» DIRECTIVE
Print, please, the line that contains "Expected behaviour: place one point on the grain" and each line after it to the end of the entries, unchanged and with nothing else.
───── EXTRACTED DATA
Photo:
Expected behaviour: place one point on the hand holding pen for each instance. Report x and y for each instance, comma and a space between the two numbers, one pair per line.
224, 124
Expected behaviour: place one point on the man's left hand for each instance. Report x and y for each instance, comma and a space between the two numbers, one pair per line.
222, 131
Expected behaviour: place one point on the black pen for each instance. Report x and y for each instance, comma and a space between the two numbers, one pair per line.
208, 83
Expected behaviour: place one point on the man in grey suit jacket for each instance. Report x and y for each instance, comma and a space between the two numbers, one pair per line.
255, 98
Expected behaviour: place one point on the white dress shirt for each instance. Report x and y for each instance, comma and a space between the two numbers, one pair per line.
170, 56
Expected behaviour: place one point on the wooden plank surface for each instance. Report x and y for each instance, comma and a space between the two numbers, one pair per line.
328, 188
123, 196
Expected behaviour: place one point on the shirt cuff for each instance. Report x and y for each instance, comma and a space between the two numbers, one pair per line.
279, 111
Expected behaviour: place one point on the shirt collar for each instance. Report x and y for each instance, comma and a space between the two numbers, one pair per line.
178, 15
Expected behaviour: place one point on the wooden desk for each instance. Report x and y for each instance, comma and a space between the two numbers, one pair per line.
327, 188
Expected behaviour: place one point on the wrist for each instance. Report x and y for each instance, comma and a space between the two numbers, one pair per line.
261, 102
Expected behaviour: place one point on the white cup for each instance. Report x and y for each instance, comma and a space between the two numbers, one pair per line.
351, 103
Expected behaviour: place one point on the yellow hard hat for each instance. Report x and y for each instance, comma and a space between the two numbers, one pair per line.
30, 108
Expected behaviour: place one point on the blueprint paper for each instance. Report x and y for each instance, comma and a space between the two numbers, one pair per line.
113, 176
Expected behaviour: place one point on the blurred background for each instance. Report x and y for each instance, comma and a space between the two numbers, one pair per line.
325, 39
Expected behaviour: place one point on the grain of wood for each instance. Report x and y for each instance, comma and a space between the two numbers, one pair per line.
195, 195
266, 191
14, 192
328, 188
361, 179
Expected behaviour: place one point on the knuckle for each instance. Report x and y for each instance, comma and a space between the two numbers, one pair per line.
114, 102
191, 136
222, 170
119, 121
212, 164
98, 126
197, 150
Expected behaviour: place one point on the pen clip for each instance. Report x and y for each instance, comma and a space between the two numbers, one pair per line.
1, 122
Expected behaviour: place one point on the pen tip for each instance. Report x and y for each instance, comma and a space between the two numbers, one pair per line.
──────────
» EXERCISE RESPONSE
Expected behaviour: place one point on the grain of wood for each instance. Report x and y for each instance, comma and a space between the two numbers, one pair per line.
195, 195
266, 191
14, 192
328, 188
361, 179
Expected behaviour: place one point on the knuckle for each instance. Report x and y for each instance, comma and a space between the two numbers, one pair per line.
114, 102
191, 136
222, 170
119, 121
212, 164
98, 126
197, 150
Expected behaviour: place one point on the pen clip for each instance. Report x and y for each instance, comma and a space between the two numbers, one pair per line.
1, 122
Expected behaviour: place one point on the pen tip for each instance. Report x and y for each instance, comma and a space between the two numbers, one pair per line.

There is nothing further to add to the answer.